#### EXERCISE DESCRIPTION
Precisely the lines from the one with "Phrase: red toy block" through the end of the data, both included, must make up the response, each restated word for word.

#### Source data
[Start of Attachment]
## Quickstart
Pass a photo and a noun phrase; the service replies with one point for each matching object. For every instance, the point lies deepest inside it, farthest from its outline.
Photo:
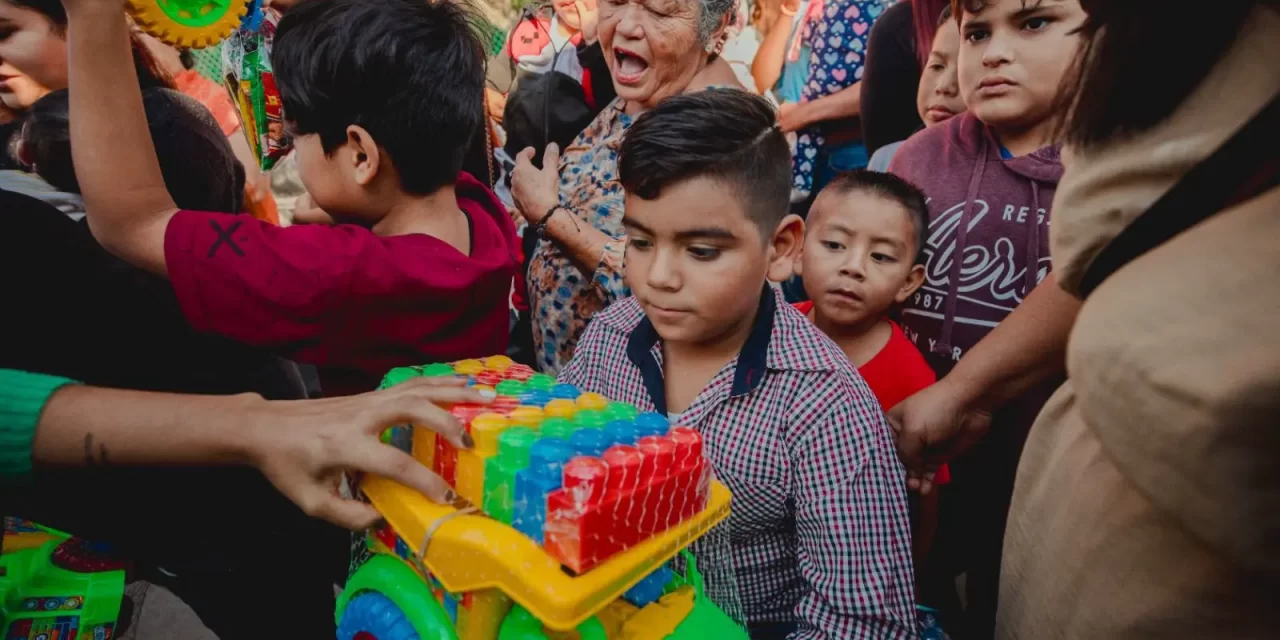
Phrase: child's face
(938, 95)
(1013, 58)
(859, 256)
(32, 56)
(696, 263)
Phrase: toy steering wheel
(188, 23)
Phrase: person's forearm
(580, 241)
(845, 103)
(114, 158)
(1024, 350)
(95, 426)
(769, 59)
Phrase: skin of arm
(536, 191)
(1020, 352)
(769, 59)
(845, 103)
(946, 419)
(302, 447)
(128, 206)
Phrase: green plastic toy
(55, 586)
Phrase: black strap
(1247, 165)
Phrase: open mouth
(630, 67)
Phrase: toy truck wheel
(188, 23)
(373, 616)
(389, 593)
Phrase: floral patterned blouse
(561, 296)
(836, 33)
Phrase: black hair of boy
(725, 135)
(892, 188)
(410, 72)
(199, 167)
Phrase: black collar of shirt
(752, 361)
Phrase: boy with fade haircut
(990, 174)
(818, 543)
(383, 97)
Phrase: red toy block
(446, 462)
(520, 373)
(446, 455)
(503, 405)
(611, 504)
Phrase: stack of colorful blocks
(583, 476)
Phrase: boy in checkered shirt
(818, 543)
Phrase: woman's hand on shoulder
[End of Attachment]
#### ANSWER SECTION
Phrase: red toy block
(446, 462)
(520, 373)
(446, 455)
(503, 405)
(611, 504)
Phrase: stack of colorful blocks
(583, 476)
Phrase: boy in checkered shirt
(818, 543)
Phrase: woman's hand on shoulder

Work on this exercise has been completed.